Exercise brief
In the records below, begin at the line that has "like (218, 297)." and stop after the line that has "like (445, 287)."; quote those lines verbatim and nothing more.

Exercise materials
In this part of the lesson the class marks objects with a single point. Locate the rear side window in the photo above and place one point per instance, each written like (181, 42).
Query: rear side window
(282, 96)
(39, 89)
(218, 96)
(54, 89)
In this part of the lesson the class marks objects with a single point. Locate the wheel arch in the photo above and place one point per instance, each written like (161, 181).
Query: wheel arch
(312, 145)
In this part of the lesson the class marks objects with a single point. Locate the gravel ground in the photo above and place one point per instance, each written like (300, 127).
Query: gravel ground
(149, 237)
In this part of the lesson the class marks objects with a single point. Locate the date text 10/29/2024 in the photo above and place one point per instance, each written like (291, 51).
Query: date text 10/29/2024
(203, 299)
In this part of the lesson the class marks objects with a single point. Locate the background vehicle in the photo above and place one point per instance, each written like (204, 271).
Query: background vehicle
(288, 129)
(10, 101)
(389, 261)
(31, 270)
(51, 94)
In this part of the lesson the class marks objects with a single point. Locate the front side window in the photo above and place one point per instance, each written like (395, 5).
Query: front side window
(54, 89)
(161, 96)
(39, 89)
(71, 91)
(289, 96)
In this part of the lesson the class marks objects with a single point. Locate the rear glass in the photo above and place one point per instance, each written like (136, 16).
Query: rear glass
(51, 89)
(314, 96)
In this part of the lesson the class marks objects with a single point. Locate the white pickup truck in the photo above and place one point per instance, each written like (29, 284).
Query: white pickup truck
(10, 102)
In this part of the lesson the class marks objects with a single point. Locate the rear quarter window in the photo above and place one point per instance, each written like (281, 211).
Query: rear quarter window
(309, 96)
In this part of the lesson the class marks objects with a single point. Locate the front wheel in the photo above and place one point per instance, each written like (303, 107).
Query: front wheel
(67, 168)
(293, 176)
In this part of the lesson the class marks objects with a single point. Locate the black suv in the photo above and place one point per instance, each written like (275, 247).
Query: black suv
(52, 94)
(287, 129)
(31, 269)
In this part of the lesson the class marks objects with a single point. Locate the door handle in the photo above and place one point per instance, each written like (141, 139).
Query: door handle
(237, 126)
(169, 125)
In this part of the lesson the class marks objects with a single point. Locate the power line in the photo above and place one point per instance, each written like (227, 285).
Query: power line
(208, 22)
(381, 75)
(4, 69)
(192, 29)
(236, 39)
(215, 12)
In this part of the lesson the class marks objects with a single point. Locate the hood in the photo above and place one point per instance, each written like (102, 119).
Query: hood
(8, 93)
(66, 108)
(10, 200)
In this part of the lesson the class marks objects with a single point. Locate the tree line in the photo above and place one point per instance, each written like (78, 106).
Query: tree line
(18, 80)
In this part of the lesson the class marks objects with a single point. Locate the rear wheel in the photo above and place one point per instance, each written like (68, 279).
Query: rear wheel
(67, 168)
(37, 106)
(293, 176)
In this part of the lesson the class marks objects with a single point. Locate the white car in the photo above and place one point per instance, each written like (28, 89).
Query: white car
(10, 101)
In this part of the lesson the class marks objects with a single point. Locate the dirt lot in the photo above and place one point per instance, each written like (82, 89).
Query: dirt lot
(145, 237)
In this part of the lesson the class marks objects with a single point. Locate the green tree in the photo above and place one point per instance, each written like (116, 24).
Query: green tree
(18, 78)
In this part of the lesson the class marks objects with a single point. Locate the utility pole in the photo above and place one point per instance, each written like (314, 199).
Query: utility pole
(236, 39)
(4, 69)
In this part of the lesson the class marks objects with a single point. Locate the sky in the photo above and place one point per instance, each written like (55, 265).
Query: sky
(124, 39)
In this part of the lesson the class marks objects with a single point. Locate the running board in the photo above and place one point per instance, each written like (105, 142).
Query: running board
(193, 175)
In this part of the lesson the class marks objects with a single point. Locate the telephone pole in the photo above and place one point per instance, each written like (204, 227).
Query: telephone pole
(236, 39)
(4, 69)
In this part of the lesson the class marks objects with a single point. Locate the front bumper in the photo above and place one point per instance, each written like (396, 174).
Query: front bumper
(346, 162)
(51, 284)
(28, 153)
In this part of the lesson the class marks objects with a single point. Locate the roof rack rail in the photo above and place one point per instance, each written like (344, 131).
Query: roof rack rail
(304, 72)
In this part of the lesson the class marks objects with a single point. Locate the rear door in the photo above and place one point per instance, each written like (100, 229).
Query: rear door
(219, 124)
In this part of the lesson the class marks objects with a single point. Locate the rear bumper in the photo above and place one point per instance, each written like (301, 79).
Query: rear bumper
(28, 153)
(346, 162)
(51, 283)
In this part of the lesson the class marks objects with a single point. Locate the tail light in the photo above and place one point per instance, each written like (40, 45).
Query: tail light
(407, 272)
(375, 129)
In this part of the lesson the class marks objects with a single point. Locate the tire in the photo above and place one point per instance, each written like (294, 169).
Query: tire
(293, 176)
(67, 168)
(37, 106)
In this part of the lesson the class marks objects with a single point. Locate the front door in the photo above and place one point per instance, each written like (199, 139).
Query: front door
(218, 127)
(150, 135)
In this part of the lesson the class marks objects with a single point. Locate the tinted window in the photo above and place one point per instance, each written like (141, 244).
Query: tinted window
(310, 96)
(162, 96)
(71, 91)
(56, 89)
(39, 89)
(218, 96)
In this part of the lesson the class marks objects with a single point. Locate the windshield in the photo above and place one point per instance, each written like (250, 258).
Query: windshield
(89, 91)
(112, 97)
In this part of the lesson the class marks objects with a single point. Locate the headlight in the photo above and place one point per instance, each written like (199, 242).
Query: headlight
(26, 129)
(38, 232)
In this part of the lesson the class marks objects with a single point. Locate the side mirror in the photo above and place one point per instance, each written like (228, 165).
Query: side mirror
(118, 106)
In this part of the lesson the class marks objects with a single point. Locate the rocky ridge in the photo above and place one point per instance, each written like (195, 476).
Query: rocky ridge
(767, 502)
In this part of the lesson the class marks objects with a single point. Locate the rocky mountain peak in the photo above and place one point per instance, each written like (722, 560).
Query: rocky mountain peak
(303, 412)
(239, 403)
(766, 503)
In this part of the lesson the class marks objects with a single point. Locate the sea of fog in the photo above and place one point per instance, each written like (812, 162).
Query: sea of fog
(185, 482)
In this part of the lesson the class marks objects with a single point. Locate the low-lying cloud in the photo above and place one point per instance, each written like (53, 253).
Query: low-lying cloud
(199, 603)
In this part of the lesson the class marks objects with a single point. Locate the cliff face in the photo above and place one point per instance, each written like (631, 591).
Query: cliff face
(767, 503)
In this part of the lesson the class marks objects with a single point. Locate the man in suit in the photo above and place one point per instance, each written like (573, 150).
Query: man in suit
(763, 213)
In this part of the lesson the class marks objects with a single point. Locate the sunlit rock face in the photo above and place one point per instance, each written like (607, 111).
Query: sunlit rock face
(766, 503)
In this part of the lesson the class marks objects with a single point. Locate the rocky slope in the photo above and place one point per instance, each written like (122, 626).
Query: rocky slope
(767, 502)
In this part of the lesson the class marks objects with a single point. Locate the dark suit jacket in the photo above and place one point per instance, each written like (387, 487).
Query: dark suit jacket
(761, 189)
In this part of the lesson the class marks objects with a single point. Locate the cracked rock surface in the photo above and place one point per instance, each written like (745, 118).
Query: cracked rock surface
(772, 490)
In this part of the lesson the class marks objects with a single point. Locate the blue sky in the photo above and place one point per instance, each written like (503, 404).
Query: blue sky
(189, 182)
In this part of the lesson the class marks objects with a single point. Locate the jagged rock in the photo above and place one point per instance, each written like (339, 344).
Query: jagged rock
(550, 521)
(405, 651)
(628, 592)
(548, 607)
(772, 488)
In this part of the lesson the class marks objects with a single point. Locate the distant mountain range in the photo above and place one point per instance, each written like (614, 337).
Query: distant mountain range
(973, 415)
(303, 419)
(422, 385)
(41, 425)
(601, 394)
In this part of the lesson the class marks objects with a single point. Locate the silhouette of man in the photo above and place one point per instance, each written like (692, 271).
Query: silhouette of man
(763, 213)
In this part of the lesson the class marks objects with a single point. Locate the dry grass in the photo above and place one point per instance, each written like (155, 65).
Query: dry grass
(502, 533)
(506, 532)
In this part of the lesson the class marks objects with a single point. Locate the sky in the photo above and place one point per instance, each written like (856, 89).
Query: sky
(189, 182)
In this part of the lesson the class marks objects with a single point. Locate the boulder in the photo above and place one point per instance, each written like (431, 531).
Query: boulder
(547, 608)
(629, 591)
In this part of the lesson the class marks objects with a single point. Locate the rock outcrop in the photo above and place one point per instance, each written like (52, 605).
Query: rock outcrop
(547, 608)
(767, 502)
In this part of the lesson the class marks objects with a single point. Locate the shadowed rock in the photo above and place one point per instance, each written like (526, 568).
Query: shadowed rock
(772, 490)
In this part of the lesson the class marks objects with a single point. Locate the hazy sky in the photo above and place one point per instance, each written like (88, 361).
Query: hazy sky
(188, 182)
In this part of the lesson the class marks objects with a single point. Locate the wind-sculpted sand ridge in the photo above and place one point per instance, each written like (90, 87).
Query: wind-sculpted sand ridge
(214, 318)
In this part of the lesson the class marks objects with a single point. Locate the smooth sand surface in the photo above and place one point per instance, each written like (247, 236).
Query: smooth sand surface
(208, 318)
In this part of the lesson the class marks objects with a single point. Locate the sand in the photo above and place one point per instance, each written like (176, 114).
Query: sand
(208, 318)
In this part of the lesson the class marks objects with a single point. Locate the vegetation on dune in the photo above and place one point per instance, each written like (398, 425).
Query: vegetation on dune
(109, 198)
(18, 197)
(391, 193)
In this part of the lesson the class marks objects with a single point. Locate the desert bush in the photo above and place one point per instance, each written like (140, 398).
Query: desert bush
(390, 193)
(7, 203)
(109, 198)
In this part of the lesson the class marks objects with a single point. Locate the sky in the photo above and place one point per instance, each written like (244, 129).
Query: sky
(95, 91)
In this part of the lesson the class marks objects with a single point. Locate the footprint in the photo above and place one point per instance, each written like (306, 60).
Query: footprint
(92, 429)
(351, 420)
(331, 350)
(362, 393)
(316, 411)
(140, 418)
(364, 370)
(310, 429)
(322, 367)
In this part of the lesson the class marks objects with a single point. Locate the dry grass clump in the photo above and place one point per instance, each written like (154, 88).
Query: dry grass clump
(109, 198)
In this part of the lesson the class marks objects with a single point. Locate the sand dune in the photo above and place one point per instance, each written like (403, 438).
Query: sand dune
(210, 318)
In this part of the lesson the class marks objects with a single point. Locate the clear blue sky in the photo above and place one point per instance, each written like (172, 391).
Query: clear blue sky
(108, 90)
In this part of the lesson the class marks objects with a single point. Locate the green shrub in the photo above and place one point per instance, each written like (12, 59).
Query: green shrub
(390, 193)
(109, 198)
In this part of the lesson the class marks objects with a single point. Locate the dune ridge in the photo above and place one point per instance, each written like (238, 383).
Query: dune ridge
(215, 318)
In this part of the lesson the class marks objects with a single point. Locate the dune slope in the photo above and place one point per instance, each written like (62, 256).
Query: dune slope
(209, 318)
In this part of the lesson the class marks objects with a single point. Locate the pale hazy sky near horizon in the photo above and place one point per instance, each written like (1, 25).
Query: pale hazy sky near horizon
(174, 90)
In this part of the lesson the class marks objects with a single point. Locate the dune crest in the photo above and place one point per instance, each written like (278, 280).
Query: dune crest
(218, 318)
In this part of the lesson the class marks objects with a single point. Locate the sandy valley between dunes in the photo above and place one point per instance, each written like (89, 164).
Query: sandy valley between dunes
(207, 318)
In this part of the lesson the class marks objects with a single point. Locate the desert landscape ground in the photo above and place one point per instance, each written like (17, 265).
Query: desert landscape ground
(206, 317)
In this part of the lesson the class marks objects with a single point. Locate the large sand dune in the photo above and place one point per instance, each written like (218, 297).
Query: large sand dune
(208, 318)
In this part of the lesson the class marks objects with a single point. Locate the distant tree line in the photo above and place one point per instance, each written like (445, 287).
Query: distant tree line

Response area
In this part of the lesson the class marks objects with a single point. Locate the large sand dune in the photo above and place one point per instance, each written like (218, 297).
Query: large sand dune
(208, 318)
In this part of the lesson the class marks objects with a single point. Locate the distant tree line in the photo above and place one point per instance, each written like (445, 287).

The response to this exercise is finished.